Set exercise:
Reproduce the rows below character for character, from the line containing "Locate the patterned" up to and including the line containing "pixel 466 302".
BEGIN Data supplied
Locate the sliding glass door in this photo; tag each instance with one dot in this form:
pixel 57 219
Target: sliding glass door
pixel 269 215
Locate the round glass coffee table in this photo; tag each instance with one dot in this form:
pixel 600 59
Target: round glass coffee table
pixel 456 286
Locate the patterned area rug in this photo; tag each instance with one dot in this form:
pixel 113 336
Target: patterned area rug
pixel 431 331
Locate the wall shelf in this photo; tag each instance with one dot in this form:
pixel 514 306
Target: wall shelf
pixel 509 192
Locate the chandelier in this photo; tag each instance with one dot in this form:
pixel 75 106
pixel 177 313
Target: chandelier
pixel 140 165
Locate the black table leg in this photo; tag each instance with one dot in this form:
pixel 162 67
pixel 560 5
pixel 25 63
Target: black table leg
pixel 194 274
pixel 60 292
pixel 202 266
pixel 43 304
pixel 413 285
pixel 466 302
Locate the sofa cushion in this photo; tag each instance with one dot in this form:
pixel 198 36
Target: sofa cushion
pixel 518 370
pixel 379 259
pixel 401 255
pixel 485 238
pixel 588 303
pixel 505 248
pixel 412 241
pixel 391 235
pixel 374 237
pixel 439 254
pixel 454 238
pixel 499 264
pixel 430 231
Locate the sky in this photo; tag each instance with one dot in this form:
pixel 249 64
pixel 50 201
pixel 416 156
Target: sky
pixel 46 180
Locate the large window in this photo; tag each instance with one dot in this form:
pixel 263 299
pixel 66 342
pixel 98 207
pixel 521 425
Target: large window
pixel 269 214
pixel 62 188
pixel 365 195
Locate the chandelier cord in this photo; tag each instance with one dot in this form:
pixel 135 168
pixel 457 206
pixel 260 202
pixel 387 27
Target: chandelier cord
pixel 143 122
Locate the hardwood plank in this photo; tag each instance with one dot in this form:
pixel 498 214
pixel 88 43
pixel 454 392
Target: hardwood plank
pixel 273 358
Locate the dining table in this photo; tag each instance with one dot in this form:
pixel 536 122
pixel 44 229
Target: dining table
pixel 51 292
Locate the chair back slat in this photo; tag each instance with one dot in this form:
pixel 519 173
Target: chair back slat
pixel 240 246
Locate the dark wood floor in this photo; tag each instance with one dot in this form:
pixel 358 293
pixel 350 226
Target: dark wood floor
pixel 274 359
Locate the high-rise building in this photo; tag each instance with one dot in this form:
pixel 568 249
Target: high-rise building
END Data supplied
Worked solution:
Locate the patterned area rug in this photo; tag each instance with one dot in this form:
pixel 113 336
Target: patterned area rug
pixel 431 331
Locate the wall shelf in this photo; tag each instance with one dot in this form:
pixel 514 306
Target: wall shelf
pixel 509 192
Locate the chandelier in this photo; tag each instance with one dot in this form:
pixel 75 106
pixel 177 313
Target: chandelier
pixel 140 165
Locate the black table leg in this photo; tag each instance with one dot in this form:
pixel 162 67
pixel 560 5
pixel 25 63
Target: black table leg
pixel 194 274
pixel 60 292
pixel 202 266
pixel 43 304
pixel 413 285
pixel 466 302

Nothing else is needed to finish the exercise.